Data shown =

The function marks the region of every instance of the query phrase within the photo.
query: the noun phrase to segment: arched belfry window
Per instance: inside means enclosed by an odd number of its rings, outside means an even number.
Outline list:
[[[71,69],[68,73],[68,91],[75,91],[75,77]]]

Short exercise = Copy the items above line for line, leaving every character unchanged.

Expected output =
The function marks the region of every instance of the query phrase within the photo.
query: the noun phrase to segment: arched belfry window
Per instance: inside means enclosed by an odd number of its rings, outside means an even number.
Outline list:
[[[71,69],[68,73],[68,91],[75,91],[75,77]]]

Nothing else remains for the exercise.